Copy the entries from the line containing "curb. Return only the coordinates." down through the line containing "(1285, 772)", switching "sidewalk" to "footpath" and leaving everything else unchanged.

_SUPPLIED ENTRIES:_
::::
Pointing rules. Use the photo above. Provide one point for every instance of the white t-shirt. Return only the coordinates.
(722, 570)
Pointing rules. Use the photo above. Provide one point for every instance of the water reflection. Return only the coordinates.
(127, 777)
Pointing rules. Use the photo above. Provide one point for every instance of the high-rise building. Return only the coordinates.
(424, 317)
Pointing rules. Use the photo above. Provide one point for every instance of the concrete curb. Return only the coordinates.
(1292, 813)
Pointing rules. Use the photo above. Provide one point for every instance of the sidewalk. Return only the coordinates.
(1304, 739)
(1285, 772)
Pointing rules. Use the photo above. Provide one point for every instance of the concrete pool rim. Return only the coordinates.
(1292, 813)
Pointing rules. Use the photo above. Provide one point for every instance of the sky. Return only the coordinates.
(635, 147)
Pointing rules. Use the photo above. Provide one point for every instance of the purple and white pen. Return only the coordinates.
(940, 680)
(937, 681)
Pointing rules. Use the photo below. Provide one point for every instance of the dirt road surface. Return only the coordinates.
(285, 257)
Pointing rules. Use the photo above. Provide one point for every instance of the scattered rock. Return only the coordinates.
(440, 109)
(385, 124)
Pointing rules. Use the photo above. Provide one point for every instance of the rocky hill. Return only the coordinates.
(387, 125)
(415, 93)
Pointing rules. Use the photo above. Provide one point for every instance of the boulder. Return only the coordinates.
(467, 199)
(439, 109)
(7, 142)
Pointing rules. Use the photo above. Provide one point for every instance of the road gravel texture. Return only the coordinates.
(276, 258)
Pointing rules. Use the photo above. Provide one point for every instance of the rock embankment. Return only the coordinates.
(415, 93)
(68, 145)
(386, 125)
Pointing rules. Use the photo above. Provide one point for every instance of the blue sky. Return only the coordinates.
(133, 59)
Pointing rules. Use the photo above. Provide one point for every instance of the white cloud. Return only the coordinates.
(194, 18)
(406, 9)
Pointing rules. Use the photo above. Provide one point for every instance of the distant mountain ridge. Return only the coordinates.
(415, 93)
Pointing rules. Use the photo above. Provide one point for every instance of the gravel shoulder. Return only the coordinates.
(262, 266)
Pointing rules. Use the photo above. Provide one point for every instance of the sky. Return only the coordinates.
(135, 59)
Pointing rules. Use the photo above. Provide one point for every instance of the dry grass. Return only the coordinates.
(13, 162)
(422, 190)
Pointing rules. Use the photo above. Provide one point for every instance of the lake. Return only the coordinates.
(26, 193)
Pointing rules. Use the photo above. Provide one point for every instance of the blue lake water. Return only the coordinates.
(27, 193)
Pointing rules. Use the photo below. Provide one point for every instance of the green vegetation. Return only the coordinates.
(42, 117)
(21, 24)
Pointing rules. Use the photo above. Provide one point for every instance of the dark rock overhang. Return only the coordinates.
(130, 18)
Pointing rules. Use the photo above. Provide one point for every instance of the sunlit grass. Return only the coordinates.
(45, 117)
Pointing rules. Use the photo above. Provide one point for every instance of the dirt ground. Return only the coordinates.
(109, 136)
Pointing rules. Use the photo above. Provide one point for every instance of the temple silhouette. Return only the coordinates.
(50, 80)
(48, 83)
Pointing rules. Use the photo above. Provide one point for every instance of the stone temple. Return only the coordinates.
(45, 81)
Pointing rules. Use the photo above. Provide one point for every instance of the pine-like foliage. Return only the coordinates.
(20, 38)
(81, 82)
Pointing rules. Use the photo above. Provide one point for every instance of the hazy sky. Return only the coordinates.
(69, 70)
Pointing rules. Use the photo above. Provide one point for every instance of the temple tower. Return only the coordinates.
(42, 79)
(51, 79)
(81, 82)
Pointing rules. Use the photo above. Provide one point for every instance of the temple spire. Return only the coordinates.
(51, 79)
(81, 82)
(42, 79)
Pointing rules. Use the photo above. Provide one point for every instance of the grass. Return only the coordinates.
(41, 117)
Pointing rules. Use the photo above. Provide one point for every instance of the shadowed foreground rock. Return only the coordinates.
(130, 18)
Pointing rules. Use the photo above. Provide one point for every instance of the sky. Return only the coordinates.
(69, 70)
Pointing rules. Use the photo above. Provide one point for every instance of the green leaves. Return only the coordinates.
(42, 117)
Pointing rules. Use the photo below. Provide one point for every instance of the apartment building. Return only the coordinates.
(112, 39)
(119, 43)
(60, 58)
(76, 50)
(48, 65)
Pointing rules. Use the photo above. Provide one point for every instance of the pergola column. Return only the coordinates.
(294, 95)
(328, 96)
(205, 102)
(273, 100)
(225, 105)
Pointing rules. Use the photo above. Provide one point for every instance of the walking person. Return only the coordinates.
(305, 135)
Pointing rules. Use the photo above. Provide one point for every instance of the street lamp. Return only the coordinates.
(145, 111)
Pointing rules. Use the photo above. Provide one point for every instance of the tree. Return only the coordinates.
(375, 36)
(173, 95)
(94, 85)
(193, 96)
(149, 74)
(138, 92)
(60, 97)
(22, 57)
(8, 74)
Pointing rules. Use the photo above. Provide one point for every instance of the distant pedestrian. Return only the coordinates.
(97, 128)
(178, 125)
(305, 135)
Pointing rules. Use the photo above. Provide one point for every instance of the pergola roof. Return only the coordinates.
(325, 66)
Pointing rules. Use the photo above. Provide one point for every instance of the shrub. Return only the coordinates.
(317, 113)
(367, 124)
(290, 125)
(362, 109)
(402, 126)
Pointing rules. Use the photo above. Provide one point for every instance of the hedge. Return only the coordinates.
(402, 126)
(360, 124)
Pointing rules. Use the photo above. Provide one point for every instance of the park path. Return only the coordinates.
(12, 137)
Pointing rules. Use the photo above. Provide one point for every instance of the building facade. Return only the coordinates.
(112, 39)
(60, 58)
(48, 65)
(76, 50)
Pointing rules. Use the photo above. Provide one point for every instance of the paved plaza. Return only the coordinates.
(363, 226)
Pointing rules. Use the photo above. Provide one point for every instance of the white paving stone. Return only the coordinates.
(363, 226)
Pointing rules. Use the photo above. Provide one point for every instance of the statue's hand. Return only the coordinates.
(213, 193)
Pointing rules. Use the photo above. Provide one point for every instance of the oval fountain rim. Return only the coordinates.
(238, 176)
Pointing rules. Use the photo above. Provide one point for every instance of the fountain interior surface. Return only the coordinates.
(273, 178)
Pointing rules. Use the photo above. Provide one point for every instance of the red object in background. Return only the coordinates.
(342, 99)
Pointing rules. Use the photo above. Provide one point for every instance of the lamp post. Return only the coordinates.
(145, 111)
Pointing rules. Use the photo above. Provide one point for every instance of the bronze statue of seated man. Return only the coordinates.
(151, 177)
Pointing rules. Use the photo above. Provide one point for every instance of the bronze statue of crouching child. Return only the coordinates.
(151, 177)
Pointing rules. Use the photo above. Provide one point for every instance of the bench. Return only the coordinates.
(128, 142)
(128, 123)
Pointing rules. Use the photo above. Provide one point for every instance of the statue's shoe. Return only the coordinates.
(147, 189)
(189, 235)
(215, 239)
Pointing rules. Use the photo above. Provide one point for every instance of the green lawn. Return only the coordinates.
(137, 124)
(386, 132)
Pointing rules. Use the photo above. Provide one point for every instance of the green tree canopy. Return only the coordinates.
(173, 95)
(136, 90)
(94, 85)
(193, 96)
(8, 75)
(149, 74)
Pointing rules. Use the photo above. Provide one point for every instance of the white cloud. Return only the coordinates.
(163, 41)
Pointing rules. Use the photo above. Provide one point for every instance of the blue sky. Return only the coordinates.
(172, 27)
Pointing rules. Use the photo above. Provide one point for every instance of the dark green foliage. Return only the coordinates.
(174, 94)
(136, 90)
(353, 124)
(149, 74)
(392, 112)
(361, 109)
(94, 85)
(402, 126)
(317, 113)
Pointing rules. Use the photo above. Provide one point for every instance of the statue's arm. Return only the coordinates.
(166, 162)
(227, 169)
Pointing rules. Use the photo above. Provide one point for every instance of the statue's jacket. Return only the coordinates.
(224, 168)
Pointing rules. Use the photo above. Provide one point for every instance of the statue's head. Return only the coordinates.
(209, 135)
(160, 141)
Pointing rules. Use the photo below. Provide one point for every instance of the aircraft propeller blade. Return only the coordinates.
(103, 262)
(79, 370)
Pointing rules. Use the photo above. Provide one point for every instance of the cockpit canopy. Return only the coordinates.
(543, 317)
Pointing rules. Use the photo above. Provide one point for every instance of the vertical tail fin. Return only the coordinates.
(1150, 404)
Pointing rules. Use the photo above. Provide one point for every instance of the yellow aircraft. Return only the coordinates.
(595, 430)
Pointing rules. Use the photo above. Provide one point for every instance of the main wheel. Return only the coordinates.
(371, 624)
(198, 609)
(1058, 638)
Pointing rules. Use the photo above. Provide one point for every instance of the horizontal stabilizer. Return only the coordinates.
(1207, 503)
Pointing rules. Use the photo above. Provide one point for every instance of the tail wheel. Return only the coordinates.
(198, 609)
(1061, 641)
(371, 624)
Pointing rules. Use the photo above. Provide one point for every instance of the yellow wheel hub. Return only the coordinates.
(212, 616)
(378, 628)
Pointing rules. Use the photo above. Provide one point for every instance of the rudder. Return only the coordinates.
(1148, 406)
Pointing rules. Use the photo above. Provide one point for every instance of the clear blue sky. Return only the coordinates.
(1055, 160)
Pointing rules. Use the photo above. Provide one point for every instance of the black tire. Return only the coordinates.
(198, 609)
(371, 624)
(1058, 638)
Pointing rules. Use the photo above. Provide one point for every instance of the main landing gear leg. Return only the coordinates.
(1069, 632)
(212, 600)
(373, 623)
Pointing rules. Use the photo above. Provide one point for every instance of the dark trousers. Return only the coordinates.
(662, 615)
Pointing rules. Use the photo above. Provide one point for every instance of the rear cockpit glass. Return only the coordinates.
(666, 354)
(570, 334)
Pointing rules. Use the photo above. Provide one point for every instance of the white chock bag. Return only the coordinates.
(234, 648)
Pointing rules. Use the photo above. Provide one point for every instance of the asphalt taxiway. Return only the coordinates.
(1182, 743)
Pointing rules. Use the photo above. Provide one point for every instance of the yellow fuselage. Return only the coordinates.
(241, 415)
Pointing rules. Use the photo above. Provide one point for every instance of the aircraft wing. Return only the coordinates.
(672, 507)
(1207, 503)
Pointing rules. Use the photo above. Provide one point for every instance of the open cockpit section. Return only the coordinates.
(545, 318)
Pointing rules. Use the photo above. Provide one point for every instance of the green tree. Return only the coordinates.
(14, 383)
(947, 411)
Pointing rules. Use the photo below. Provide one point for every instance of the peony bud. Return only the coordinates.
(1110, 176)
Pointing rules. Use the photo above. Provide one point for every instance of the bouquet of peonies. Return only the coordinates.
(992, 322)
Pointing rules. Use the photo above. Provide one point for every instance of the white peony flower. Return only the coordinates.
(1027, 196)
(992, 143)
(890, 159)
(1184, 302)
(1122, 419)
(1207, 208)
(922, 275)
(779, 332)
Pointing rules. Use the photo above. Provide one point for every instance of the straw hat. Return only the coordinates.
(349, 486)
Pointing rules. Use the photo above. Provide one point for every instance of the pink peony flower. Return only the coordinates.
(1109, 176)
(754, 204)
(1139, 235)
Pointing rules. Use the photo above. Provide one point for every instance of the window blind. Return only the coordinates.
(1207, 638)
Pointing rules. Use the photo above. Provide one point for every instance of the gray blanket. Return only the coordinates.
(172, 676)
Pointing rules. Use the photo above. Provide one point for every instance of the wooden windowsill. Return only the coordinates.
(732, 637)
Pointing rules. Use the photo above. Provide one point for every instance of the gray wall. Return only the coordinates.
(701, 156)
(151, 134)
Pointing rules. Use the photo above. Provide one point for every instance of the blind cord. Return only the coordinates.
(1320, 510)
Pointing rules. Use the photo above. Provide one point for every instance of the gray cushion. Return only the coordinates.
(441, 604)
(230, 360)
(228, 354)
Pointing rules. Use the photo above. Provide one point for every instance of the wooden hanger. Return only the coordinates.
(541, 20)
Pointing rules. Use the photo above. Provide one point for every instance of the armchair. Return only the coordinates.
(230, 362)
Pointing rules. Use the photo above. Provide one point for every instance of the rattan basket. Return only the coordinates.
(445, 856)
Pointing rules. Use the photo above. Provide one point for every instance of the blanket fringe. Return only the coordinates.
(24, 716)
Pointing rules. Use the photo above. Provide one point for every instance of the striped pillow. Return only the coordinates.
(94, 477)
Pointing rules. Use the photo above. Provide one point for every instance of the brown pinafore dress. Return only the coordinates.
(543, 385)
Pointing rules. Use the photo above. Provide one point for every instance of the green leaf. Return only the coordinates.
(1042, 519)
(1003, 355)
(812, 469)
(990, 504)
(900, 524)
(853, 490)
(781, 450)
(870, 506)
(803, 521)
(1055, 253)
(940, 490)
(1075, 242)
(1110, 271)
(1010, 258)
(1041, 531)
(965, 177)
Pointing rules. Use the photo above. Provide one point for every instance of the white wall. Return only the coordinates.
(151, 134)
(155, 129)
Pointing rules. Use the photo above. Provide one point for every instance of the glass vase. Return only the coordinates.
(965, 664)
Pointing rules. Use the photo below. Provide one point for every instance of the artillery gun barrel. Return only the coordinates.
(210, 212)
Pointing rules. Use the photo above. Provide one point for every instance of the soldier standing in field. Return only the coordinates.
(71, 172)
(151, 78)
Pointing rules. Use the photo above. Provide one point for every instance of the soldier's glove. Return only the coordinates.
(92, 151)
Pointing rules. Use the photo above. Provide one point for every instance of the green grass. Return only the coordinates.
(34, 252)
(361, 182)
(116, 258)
::::
_RESPONSE TO THE EXERCISE:_
Pointing rules. Use the photo above. Provide one point for every instance of the concrete curb. Return only the coordinates.
(1292, 813)
Pointing rules. Use the photo above. Provide one point for every instance of the footpath. Return only the coordinates.
(1304, 739)
(1285, 772)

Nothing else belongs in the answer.